▸ Source text:
◇ ◇ ◇ ◇ ◇ ◇ ◇
[v2,07/11] net/mlx5: remove updated flow from job

Message ID 20240229115157.201671-8-dsosnowski@nvidia.com (mailing list archive)
State Accepted, archived
Delegated to: Raslan Darawsheh
Headers
Series net/mlx5: flow insertion performance improvements |

Checks

Context Check Description
ci/checkpatch success coding style OK

Commit Message

Dariusz Sosnowski Feb. 29, 2024, 11:51 a.m. UTC
  mlx5_hw_q_job struct held a reference to a temporary flow rule struct,
used during flow rule update operation. It serves as a container for
flow actions data calculated during actions construction.
After flow rule update operation succeeds, data from temporary flow rule
is copied over to original flow rule.

Although access to this temporary flow rule struct is required
during both operation enqueue step and completion polling step,
there can be only one ongoing flow update operation for a given
flow rule. As a result there is no need to store it per job.

This patch removes all references to temporary flow rule struct
stored in mlx5_hw_q_job and removes relevant allocations to reduce
job memory footprint.
Temporary flow rule struct stored per job is replaced with:

- If table is not resizable - An array of rte_flow_hw_aux structs,
  stored in template table. This array holds one entry per each
  flow rule, each containing a single mentioned temporary struct.
◇ ◇ ◇ ◇ ◇ ◇ ◇
▸ Listed records:
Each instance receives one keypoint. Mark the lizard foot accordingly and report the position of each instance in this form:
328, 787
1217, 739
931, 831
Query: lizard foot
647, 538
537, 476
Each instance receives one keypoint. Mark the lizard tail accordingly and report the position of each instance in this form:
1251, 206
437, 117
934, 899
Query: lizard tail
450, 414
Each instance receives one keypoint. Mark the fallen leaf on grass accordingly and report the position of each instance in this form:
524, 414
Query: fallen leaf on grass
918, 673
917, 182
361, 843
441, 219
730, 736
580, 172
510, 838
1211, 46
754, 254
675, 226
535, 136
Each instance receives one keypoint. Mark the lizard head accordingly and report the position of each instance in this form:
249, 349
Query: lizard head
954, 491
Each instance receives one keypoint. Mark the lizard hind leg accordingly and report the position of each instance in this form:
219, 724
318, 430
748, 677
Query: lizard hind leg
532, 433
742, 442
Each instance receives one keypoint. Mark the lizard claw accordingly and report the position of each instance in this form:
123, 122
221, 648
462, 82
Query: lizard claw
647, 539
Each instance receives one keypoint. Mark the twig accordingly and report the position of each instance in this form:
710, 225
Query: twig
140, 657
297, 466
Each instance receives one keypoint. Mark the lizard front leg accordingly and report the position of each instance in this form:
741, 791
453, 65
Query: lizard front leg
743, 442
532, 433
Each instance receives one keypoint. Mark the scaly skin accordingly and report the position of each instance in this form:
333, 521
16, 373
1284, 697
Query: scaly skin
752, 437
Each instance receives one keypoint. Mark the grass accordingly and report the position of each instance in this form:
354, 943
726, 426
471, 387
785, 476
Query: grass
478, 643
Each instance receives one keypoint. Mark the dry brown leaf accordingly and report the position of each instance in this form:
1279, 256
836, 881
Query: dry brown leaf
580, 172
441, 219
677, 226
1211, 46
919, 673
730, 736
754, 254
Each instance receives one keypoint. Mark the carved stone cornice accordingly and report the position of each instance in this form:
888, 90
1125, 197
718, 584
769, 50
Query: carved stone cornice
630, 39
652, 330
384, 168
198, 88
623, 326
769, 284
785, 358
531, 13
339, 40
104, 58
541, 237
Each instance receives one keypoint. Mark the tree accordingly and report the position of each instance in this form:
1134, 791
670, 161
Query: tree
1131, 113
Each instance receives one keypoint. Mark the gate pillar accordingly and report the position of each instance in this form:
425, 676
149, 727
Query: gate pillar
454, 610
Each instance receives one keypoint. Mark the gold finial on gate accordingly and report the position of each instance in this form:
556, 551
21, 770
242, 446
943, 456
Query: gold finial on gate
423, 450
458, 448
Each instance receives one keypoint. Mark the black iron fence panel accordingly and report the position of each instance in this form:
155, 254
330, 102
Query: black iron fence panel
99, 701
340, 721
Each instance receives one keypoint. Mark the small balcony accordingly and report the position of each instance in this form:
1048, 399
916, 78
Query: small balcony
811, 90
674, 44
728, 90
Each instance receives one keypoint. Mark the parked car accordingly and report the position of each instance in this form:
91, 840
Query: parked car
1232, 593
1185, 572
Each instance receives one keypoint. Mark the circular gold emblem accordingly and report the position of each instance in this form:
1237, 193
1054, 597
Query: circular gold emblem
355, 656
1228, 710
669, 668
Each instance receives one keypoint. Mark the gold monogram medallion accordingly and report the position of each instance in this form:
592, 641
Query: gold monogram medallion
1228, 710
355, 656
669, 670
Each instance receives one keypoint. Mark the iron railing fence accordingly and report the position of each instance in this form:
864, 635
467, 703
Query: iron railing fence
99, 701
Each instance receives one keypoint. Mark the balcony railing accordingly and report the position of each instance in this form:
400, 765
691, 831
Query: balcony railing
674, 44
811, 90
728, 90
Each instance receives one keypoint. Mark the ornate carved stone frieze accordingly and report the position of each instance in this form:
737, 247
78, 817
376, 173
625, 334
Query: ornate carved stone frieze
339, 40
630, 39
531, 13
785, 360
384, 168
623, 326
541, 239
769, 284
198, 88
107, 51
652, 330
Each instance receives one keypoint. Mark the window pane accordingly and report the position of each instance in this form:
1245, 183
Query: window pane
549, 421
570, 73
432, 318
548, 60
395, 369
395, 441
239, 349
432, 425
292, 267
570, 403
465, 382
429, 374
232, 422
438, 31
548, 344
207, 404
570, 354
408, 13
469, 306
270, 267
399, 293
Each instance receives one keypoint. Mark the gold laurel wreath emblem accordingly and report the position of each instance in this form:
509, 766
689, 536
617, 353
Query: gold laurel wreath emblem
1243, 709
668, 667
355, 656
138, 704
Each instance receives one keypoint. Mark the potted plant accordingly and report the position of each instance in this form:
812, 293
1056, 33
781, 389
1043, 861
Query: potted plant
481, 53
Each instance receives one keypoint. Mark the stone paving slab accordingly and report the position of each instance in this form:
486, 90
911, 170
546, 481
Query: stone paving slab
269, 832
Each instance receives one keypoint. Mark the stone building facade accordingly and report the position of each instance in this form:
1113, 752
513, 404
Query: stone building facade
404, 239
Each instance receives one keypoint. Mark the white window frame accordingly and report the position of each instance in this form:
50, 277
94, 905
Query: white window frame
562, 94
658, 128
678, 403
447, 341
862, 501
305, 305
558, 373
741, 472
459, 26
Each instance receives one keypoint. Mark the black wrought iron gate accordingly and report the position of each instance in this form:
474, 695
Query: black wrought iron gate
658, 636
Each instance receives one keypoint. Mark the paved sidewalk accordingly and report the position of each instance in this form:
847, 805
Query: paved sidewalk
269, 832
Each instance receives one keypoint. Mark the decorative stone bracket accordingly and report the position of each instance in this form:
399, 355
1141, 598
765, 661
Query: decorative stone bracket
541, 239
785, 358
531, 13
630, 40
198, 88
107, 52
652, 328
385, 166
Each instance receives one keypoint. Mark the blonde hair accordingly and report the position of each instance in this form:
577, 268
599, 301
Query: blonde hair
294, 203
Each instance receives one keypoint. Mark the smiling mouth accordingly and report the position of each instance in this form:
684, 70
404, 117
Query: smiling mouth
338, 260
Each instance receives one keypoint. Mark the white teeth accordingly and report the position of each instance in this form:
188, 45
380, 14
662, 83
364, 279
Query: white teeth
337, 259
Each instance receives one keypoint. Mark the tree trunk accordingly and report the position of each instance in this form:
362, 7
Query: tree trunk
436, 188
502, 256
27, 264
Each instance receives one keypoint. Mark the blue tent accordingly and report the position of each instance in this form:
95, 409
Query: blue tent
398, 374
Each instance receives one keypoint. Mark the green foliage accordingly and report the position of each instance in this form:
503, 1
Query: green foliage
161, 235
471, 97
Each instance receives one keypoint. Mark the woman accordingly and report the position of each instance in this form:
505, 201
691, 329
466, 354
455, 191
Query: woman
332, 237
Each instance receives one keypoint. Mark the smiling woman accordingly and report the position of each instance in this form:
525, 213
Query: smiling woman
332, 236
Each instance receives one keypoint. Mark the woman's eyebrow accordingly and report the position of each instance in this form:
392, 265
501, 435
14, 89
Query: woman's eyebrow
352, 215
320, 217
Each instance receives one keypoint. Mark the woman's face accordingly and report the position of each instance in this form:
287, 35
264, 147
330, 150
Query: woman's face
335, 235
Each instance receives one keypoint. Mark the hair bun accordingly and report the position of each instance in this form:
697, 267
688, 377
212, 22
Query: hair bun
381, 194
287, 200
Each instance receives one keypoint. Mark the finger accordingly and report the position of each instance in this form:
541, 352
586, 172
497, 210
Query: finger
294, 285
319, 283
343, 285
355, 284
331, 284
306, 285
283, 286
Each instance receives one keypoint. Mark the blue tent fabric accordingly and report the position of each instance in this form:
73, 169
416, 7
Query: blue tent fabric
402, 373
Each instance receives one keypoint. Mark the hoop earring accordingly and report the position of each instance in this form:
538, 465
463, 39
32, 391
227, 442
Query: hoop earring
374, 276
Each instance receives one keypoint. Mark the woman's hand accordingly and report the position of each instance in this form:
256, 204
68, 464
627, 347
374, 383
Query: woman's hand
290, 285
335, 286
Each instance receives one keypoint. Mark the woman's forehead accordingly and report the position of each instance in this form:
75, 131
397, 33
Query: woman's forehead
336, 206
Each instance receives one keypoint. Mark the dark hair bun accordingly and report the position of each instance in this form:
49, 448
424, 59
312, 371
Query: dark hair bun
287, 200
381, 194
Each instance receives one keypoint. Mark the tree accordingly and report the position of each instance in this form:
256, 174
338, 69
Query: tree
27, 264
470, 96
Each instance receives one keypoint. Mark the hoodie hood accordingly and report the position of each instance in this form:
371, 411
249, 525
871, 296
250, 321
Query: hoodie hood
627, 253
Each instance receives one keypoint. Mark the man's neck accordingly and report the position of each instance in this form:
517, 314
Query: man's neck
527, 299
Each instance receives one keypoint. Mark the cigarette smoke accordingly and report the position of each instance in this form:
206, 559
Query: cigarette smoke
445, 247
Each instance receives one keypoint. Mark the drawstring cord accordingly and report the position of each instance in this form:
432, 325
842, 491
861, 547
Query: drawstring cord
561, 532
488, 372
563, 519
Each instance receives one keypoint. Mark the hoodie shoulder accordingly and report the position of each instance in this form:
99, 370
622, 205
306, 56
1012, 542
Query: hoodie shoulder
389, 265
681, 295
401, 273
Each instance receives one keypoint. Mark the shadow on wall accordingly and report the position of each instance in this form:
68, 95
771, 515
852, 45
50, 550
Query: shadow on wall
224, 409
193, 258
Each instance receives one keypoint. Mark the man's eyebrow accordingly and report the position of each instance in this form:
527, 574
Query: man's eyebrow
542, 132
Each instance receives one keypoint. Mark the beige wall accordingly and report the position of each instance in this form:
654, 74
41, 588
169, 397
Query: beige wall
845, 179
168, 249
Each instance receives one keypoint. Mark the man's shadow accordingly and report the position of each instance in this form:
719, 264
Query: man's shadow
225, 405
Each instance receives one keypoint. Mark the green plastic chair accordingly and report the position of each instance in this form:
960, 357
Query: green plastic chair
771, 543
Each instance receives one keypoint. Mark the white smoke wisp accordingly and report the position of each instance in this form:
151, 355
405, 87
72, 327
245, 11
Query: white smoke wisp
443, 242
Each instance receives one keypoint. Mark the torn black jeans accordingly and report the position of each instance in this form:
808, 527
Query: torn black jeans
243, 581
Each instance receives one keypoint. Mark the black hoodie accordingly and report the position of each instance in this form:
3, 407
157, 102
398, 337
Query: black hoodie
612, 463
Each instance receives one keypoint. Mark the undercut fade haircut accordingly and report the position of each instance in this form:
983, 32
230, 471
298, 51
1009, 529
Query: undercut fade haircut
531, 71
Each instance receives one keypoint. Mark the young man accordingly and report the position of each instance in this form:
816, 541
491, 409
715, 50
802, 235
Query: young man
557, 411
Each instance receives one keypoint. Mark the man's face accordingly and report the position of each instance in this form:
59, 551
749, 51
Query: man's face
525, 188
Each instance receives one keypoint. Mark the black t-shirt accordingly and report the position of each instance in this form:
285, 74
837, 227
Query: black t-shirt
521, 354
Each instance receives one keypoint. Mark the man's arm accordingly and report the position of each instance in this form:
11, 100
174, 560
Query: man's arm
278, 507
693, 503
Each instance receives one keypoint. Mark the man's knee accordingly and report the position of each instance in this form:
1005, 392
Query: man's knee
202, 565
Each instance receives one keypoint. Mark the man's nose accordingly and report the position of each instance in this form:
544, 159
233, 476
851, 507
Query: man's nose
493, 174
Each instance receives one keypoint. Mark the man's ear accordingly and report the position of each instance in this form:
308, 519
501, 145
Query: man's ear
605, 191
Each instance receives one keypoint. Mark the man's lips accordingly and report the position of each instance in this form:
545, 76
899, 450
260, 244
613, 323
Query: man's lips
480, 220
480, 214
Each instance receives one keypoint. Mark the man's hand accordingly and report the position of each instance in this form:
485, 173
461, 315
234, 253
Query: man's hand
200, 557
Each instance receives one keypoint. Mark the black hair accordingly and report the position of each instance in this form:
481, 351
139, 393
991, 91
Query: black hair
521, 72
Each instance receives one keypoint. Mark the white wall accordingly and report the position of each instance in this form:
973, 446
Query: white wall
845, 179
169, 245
◇ ◇ ◇ ◇ ◇ ◇ ◇
▸ Short problem: Could you rewrite the commit message, starting at "Although access to" and ending at "it per job.", with "ongoing" changed to "in-progress"?

▸ Completed exercise:
Although access to this temporary flow rule struct is required
during both operation enqueue step and completion polling step,
there can be only one in-progress flow update operation for a given
flow rule. As a result there is no need to store it per job.